Rewrite the records from the line containing "Every instance of the wooden" through the end of the records, switching "takes one dot" to "gets a single dot" and leaving everything else unchanged. Return only those lines.

===== Excerpted data

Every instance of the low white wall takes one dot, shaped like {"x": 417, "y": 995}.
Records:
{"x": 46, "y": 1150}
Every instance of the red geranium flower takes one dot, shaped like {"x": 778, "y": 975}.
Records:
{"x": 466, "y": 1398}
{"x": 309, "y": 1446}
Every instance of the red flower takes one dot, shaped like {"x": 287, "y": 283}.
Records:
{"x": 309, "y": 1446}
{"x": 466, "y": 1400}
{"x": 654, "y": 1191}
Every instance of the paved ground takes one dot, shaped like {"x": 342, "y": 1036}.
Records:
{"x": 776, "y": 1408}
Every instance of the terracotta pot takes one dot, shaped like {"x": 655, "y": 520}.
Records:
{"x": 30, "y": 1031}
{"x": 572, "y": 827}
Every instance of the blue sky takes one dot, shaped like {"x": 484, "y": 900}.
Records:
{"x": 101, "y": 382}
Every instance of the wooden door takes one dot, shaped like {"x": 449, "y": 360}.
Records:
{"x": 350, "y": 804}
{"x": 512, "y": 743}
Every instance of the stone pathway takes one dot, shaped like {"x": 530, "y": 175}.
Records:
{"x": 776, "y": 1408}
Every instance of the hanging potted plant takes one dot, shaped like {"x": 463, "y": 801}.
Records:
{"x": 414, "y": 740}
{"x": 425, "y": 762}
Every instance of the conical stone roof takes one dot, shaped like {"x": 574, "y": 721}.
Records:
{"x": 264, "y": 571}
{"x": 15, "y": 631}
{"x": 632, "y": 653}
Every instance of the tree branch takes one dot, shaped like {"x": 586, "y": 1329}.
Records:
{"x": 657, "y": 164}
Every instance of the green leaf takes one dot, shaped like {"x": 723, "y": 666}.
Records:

==========

The output:
Every instance of the wooden door gets a single dot, shaped like {"x": 449, "y": 360}.
Records:
{"x": 350, "y": 804}
{"x": 512, "y": 743}
Every instance of the stone pathway gets a single dot, shaped like {"x": 530, "y": 175}.
Records:
{"x": 776, "y": 1408}
Every instance of the hanging potted plant gets a single dot, shaped like {"x": 463, "y": 801}.
Records:
{"x": 414, "y": 740}
{"x": 425, "y": 762}
Every instance of the conical stone roof gets a single dot, shaped like {"x": 574, "y": 721}.
Records:
{"x": 264, "y": 571}
{"x": 15, "y": 631}
{"x": 632, "y": 653}
Every instance of the tree branch gets a single dot, shaped like {"x": 586, "y": 1329}.
Records:
{"x": 657, "y": 164}
Every instance of the green leaf gets a single dot, shaped like {"x": 723, "y": 666}.
Records:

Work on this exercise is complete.